À compléter —
**a.** Recopiez fidèlement, dans l'article sur la Dépakine, le passage qui va de « La Dépakine présente-t-elle » jusqu'à « de la Dépakine. ».
**b.** Rédigez la suite de l'article sur la Dépakine, à partir de sa dernière phrase.

Passage cité —
* * *

Des données récentes soulèvent des inquiétudes quant à l’utilisation de la Dépakine, un médicament antiépileptique dangereux pour les femmes enceintes, par les futurs pères.
La Dépakine présente-t-elle des risques si le futur père prend ce médicament antiépileptique ? Selon les données récentes, le doute est permis.
“De nouvelles données suggèrent qu’il existe un faible risque potentiel pour les enfants dont le père a utilisé du valproate au moment de leur conception”, rappelait début septembre l’agence britannique de régulation des médicaments, la MHRA. Le valproate de sodium est la molécule de la Dépakine.
Ce traitement antiépileptique est déjà bien connu pour ses dangers lorsqu’il est pris par une femme enceinte : chez les enfants exposés pendant la grossesse, le traitement produit parfois des malformations – un cas sur dix – et, plus encore, des troubles du développement comme l’autisme ou des retards cognitifs – au moins un cas sur trois.
L’Agence européenne des médicaments tire la sonnette d’alarme
Ces risques sont désormais bien documentés, alors que la Dépakine est, en France, au cœur de nombreuses procédures judiciaires toujours en cours mais qui ont déjà donné lieu à plusieurs décisions défavorables à Sanofi, dont les tribunaux estiment qu’il a longtemps désinformé les patients.
En revanche, même si l’on sait que le valproate affecte la qualité du sperme, on doutait peu des effets sur le futur père et sa descendance, jusqu’à une alerte de l’Agence européenne des médicaments (EMA).
L’agence a fait état en 2023 d’une étude menée à partir des données de santé de nombreux patients dans plusieurs pays scandinaves. Elle concluait à un risque « modéré » de troubles du développement – et non de malformations – chez les enfants de pères traités au valproate.

* * *

Données fournies —

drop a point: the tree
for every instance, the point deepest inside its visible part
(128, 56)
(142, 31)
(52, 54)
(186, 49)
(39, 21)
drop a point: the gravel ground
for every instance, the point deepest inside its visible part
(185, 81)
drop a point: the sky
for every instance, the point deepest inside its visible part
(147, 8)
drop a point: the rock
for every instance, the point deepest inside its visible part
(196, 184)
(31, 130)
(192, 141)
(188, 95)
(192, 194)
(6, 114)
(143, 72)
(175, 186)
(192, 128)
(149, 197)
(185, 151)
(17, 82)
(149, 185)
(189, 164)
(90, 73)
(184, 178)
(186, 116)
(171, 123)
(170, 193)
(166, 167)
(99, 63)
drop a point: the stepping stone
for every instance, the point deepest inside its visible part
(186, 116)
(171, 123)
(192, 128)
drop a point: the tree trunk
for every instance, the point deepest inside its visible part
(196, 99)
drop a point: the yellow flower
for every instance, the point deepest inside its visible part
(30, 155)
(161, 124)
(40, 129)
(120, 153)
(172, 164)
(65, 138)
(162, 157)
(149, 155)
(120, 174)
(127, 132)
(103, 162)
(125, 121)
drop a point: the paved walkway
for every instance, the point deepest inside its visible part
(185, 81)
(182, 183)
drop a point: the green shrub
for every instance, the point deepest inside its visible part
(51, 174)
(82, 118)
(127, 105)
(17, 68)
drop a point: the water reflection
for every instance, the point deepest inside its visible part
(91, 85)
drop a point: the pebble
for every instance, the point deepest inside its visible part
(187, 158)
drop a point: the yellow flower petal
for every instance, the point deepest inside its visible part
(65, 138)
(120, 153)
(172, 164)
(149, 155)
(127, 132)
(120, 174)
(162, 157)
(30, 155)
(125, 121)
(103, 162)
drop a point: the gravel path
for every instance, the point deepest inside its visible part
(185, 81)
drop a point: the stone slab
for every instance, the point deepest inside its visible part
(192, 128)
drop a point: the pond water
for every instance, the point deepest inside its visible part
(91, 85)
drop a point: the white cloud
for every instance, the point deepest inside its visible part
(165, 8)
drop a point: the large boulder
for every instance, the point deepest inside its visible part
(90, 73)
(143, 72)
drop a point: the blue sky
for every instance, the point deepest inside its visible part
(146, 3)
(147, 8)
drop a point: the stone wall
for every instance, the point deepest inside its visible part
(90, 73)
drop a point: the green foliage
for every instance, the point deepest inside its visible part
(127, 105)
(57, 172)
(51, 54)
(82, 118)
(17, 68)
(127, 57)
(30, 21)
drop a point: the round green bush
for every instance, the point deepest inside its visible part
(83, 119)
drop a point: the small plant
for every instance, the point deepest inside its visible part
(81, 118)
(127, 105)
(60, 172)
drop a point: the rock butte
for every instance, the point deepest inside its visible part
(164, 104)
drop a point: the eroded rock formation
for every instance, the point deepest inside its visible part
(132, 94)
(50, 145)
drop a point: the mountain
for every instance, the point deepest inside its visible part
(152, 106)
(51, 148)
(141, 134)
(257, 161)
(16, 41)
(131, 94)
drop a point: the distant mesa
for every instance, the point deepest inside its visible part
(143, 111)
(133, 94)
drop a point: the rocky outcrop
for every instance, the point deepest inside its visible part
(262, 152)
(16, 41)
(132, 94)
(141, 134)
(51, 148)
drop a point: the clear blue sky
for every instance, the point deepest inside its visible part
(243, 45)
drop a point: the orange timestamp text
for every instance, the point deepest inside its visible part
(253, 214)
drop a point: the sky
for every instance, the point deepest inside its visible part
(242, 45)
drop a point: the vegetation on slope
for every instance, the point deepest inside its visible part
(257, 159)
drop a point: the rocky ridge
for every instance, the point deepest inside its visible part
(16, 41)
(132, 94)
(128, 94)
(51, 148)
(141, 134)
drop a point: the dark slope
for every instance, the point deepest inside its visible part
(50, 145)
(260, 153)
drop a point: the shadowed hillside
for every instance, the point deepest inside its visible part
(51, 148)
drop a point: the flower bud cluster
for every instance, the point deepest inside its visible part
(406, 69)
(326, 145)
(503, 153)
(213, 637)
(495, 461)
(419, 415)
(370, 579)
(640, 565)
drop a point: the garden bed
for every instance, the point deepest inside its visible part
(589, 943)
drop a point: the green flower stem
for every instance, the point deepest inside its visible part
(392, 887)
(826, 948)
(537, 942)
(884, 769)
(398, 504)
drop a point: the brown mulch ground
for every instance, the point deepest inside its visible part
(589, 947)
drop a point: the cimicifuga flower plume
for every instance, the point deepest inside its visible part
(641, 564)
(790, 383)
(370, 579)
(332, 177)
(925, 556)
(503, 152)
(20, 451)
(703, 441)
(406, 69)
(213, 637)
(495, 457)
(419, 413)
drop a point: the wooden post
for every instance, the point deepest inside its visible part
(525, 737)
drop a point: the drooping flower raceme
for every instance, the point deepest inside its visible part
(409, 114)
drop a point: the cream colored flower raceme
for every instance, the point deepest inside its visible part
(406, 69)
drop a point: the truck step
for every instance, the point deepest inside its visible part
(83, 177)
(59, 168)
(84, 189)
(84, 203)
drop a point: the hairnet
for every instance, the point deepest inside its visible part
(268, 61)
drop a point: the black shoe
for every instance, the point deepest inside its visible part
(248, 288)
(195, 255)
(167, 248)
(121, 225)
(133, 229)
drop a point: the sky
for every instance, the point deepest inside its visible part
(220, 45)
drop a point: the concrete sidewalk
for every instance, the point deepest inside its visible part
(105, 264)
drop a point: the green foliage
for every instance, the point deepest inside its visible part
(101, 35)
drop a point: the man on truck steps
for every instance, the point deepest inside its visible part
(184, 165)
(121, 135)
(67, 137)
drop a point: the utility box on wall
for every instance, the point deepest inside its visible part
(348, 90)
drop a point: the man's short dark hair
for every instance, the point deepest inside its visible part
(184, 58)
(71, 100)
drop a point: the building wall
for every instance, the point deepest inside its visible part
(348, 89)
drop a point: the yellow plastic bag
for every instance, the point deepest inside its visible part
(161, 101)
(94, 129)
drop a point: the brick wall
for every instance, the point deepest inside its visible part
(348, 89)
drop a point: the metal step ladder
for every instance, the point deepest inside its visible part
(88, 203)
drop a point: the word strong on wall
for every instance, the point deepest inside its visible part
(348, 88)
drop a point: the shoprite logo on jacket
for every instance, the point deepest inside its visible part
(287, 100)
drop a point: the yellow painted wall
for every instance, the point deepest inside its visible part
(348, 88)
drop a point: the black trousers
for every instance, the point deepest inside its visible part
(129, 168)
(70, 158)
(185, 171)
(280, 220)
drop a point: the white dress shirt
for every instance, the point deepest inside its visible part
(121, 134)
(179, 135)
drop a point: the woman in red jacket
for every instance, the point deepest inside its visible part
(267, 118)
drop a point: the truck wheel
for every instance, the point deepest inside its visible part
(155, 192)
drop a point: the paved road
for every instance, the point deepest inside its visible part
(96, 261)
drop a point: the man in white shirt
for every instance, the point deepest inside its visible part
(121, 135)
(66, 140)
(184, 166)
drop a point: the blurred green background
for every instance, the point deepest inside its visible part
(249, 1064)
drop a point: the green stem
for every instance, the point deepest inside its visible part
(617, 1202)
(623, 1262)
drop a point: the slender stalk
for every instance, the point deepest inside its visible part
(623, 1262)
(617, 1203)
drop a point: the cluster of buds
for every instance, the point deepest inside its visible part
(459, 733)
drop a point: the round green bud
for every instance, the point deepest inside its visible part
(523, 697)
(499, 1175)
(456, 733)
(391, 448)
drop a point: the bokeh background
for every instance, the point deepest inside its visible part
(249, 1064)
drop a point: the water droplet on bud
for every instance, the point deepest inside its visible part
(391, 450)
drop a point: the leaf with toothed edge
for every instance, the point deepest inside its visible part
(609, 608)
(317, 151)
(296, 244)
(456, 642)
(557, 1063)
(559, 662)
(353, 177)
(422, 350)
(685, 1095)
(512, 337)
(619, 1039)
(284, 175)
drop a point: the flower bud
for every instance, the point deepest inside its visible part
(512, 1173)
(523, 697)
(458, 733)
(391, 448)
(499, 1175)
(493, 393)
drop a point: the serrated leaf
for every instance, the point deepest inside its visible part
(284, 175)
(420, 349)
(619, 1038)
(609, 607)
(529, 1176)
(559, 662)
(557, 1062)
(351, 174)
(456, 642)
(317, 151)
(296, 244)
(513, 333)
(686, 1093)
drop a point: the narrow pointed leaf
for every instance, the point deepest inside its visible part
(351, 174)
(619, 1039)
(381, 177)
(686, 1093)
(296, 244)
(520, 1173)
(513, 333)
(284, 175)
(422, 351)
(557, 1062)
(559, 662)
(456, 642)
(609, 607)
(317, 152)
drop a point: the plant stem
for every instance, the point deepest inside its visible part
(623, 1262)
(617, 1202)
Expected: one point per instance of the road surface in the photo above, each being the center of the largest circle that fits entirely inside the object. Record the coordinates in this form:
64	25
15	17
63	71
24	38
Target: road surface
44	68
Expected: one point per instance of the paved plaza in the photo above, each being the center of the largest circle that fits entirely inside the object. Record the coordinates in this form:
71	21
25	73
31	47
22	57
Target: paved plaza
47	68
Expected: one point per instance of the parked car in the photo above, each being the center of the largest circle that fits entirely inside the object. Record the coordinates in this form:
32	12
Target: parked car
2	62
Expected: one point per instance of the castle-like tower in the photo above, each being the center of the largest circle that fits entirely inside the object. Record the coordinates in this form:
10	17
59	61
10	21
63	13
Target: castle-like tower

* * *

Liste des réponses —
**a.**
La Dépakine présente-t-elle des risques si le futur père prend ce médicament antiépileptique ? Selon les données récentes, le doute est permis.
“De nouvelles données suggèrent qu’il existe un faible risque potentiel pour les enfants dont le père a utilisé du valproate au moment de leur conception”, rappelait début septembre l’agence britannique de régulation des médicaments, la MHRA. Le valproate de sodium est la molécule de la Dépakine.

**b.**
Ce risque apparaît en effet hors de proportion avec la prise de Dépakine pendant la grossesse. Lorsqu’il est pris par un futur père, le traitement est associé à un risque multiplié par deux chez son enfant, ce qui correspond à 5 % des naissances. L’EMA, qui a d’ailleurs mis de nombreux mois à rendre publique l’étude, a pris soin de souligner que la méthodologie ne permettait pas de prouver pleinement l’existence du risque.
Mesures prises pour faire face aux risques
L’inquiétude est pourtant suffisante pour avoir conduit certaines autorités à prendre des mesures drastiques. Au Royaume-Uni, la MHRA a décidé qu’il fallait éviter de débuter un traitement à la Dépakine chez les moins de 55 ans, hommes ou femmes. Interrogé par l’AFP, Sanofi a indiqué “respecter” cette décision et “coopérer pleinement” à sa mise en œuvre.
D’autres agences ne vont pas aussi loin. En France, l’Agence du médicament (ANSM) demande aux médecins d’informer les patients de ce risque éventuel, recommandant à un homme prenant du valproate d’éviter de donner son sperme.
Les Britanniques sont-ils allés trop loin, la Dépakine restant un traitement crucial pour certains épileptiques ? Certains neurologues soutiennent cette position, alimentée par une nouvelle étude publiée mercredi dans le Journal of Neurology Neurosurgery and Psychiatry.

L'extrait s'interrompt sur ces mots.